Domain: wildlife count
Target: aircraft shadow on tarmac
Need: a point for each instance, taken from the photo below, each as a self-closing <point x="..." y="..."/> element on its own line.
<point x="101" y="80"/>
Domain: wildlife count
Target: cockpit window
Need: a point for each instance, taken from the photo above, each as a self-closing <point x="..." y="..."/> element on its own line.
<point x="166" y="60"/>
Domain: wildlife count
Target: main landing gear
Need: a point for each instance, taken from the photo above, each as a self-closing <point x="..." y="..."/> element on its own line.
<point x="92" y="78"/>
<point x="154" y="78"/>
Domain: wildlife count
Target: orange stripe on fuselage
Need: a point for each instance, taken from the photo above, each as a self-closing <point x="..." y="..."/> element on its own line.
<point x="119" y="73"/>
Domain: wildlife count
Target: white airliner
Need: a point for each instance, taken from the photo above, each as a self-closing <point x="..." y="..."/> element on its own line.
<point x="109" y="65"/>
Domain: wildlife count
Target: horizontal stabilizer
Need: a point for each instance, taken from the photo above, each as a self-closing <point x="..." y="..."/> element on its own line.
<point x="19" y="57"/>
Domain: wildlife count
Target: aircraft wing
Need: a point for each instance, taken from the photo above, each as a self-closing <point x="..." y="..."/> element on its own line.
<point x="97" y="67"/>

◆ ◆ ◆

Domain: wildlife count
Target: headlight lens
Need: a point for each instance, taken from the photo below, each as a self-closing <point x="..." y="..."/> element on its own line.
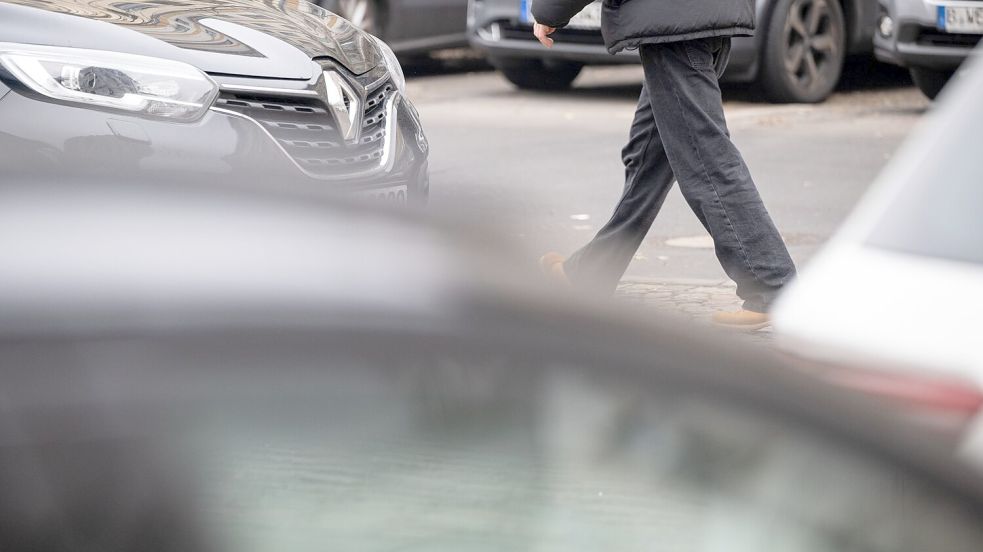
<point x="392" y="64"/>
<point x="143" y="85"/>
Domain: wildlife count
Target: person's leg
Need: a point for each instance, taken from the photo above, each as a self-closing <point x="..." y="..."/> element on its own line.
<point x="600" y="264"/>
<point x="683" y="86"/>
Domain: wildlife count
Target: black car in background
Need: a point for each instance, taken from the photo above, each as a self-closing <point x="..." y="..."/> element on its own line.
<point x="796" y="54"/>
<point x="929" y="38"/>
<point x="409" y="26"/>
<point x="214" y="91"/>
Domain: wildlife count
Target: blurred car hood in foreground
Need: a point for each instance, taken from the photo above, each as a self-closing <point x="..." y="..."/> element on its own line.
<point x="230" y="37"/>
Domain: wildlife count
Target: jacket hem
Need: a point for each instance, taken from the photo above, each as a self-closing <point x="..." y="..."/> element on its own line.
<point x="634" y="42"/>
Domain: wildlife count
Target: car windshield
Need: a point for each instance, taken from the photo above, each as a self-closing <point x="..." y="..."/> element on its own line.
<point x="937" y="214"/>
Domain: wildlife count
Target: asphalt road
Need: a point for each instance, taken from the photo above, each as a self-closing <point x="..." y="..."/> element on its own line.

◆ ◆ ◆

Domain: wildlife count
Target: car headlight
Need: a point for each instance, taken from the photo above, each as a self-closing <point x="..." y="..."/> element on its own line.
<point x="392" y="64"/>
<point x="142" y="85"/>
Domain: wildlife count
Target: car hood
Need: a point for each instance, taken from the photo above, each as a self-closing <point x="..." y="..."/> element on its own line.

◆ ◆ ◆

What is required:
Copy out each line of the records above that contains the word "headlight".

Task result:
Target: headlight lens
Target: car headlight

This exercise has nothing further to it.